→ **Brief**: Copy out every one of the entries below line for line, keeping each character as it appears.

→ **Data for the task**:
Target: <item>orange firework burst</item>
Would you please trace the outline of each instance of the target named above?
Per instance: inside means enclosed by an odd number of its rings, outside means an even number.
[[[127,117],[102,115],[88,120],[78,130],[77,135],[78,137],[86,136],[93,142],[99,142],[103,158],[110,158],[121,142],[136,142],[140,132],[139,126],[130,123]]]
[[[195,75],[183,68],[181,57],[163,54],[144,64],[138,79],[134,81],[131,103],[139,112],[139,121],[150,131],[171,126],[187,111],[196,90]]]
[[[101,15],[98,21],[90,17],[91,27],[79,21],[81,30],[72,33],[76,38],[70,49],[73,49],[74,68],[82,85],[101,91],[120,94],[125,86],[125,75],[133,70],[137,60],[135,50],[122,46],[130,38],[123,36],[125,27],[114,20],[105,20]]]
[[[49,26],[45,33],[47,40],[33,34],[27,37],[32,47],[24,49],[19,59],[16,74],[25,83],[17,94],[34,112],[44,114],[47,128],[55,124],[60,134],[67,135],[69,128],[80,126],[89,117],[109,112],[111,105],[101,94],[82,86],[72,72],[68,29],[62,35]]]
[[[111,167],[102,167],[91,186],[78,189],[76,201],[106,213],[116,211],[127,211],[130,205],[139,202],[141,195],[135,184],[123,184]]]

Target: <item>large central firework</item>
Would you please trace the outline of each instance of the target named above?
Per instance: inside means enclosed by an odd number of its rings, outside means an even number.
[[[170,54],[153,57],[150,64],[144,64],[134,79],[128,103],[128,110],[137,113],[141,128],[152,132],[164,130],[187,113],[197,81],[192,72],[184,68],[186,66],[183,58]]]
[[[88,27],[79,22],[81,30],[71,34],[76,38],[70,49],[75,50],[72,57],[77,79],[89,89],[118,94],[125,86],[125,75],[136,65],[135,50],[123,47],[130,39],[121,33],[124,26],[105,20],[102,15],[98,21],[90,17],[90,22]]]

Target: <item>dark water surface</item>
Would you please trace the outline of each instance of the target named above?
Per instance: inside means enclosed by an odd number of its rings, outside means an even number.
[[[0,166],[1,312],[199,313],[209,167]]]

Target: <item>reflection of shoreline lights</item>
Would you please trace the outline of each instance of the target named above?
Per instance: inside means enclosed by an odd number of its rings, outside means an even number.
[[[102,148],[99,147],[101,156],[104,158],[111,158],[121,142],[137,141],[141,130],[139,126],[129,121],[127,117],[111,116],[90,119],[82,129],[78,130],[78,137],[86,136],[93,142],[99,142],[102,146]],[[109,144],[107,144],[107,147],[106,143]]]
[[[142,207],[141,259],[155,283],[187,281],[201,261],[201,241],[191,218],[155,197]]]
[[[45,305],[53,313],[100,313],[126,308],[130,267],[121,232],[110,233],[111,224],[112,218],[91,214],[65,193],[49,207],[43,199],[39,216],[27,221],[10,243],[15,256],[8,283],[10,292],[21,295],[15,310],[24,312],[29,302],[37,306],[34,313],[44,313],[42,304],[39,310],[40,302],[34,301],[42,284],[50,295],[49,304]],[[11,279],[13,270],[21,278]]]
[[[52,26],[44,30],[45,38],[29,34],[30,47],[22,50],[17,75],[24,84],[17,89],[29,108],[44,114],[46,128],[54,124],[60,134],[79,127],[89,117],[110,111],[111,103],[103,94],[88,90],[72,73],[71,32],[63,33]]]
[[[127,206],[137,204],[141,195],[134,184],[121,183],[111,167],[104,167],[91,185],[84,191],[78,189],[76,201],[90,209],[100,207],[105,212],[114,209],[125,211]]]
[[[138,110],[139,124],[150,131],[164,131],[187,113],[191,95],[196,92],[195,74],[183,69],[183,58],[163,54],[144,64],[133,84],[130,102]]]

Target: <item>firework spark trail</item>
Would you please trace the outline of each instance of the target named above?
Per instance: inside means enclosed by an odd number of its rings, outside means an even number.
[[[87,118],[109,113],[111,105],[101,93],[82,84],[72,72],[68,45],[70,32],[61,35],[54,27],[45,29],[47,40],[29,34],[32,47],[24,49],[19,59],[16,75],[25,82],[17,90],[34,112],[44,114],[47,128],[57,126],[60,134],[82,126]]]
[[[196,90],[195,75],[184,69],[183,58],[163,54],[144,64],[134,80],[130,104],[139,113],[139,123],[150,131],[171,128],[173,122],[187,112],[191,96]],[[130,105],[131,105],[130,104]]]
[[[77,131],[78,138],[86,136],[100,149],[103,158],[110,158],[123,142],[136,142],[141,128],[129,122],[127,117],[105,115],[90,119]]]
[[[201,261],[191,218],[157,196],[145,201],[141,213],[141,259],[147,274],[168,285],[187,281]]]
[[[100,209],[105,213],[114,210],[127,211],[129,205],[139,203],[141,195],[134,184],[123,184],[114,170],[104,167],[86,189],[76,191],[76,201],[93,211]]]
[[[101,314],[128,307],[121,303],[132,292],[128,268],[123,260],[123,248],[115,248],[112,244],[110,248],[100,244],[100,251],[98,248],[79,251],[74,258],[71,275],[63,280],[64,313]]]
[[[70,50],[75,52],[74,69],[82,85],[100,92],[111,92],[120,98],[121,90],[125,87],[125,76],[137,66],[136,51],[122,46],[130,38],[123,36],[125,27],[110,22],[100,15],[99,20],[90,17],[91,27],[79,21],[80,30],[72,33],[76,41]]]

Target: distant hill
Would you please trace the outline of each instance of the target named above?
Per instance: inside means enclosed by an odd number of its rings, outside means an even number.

→ **Solution to the exercise**:
Target: <item>orange firework burst</item>
Would you please trace the outline of each instance of the target named above?
Per instance: inside means enclosed by an odd number of its rings, outside means an even number.
[[[127,117],[102,115],[88,120],[78,130],[77,135],[78,137],[86,136],[93,142],[99,142],[103,158],[110,158],[121,142],[136,142],[140,132],[139,126],[130,123]]]
[[[195,75],[183,68],[181,57],[163,54],[144,64],[138,79],[134,81],[131,103],[139,112],[139,121],[150,131],[171,126],[187,111],[196,90]]]
[[[101,15],[98,21],[90,17],[91,27],[79,21],[81,30],[72,33],[76,38],[70,49],[73,49],[74,68],[82,85],[101,91],[120,94],[125,86],[125,75],[133,70],[137,60],[135,50],[122,46],[130,38],[123,36],[125,27],[114,20],[105,20]]]
[[[49,26],[45,33],[47,40],[33,34],[27,37],[32,47],[24,49],[19,59],[16,74],[25,83],[17,94],[34,112],[44,114],[47,128],[55,124],[60,134],[67,135],[69,128],[80,126],[89,117],[109,112],[111,105],[101,94],[82,86],[72,72],[68,29],[62,35]]]
[[[111,167],[102,167],[91,186],[78,189],[76,201],[106,213],[116,211],[127,211],[130,205],[139,202],[141,195],[135,184],[123,184]]]

Target: <item>large central firework</item>
Would you please trace the outline of each instance of the target named above?
Per instance: inside means enclosed by an odd number of its rings, outside means an even number.
[[[170,54],[153,57],[150,64],[144,64],[134,79],[128,103],[128,110],[137,113],[141,128],[152,132],[164,130],[187,113],[197,81],[192,72],[184,68],[186,66],[183,58]]]
[[[88,27],[79,22],[81,30],[71,34],[76,38],[70,49],[75,50],[72,57],[77,79],[89,89],[118,94],[125,86],[125,75],[136,65],[135,50],[123,47],[130,39],[121,33],[124,26],[105,20],[102,15],[98,21],[90,17],[90,22]]]

Target: <item>dark water surface</item>
Would you please trace the outline of each instance of the target named above?
Per instance: inside means enclosed by an odd number of its rings, outside means an even number.
[[[0,166],[1,312],[199,313],[209,167]]]

Target: <item>reflection of shoreline lights</item>
Would you please trace the outline of each instance of the target named above?
Per instance: inside means enclosed by an odd number of its rings, outside means an even number.
[[[102,148],[99,147],[101,156],[104,158],[111,158],[121,142],[137,141],[141,130],[139,126],[129,121],[127,117],[111,116],[90,119],[82,129],[78,130],[78,137],[86,136],[93,142],[99,142],[102,146]],[[109,144],[107,144],[107,147],[106,143]]]
[[[142,207],[141,259],[155,283],[187,281],[201,261],[201,241],[191,218],[155,197]]]
[[[45,305],[53,313],[100,313],[126,308],[130,267],[121,232],[110,233],[111,224],[112,218],[91,214],[65,193],[49,207],[43,199],[39,216],[27,221],[10,243],[15,256],[8,283],[10,292],[21,295],[15,310],[24,312],[29,302],[37,306],[34,313],[44,313],[42,304],[39,310],[40,302],[34,301],[42,284],[50,295],[49,304]],[[11,279],[13,270],[21,278]]]
[[[52,26],[44,30],[45,38],[29,34],[30,47],[22,50],[17,75],[24,84],[17,89],[29,108],[44,114],[46,128],[54,124],[60,134],[79,127],[89,117],[110,111],[111,103],[103,94],[88,90],[72,73],[71,32],[63,33]]]
[[[127,206],[137,204],[141,195],[134,184],[121,183],[111,167],[104,167],[91,185],[84,191],[78,189],[76,201],[90,209],[100,207],[105,212],[114,209],[125,211]]]
[[[138,110],[139,124],[150,131],[164,131],[187,113],[191,95],[196,92],[195,74],[183,69],[183,58],[163,54],[144,64],[133,84],[130,102]]]

Target: <item>firework spark trail</item>
Would you please trace the outline of each instance of the target named above?
Per instance: inside means enclosed by an odd number of its rings, outside means an even number.
[[[87,118],[109,113],[111,105],[101,93],[82,84],[72,72],[68,45],[70,32],[61,35],[54,27],[45,29],[47,40],[29,34],[32,47],[24,49],[19,59],[16,75],[25,82],[17,90],[34,112],[44,114],[47,128],[57,126],[60,134],[82,126]]]
[[[196,90],[195,75],[184,69],[183,58],[163,54],[144,64],[134,80],[130,104],[139,113],[139,123],[150,131],[171,128],[173,122],[187,112],[191,96]],[[130,105],[131,105],[130,104]]]
[[[77,131],[78,138],[86,136],[100,149],[103,158],[110,158],[123,142],[136,142],[141,128],[129,122],[127,117],[105,115],[90,119]]]
[[[201,261],[191,218],[157,196],[145,201],[141,213],[141,259],[147,274],[168,285],[187,281]]]
[[[100,209],[105,213],[114,210],[127,211],[129,205],[139,203],[141,195],[134,184],[123,184],[114,170],[104,167],[86,189],[76,191],[76,201],[93,211]]]
[[[101,314],[128,307],[121,303],[132,292],[128,268],[123,260],[123,248],[115,248],[112,244],[110,248],[100,244],[100,251],[98,248],[79,251],[74,258],[71,275],[63,280],[64,313]]]
[[[70,50],[75,52],[74,69],[82,85],[100,92],[111,92],[120,98],[121,90],[125,87],[125,76],[137,66],[136,51],[122,46],[130,38],[123,36],[125,27],[110,22],[100,15],[99,20],[90,17],[91,27],[79,21],[80,30],[72,33],[76,41]]]

Target: distant hill
Would you please trace the outline of each instance of the target named above?
Per instance: inside means enclosed by an odd number of its rings, outside means an even number.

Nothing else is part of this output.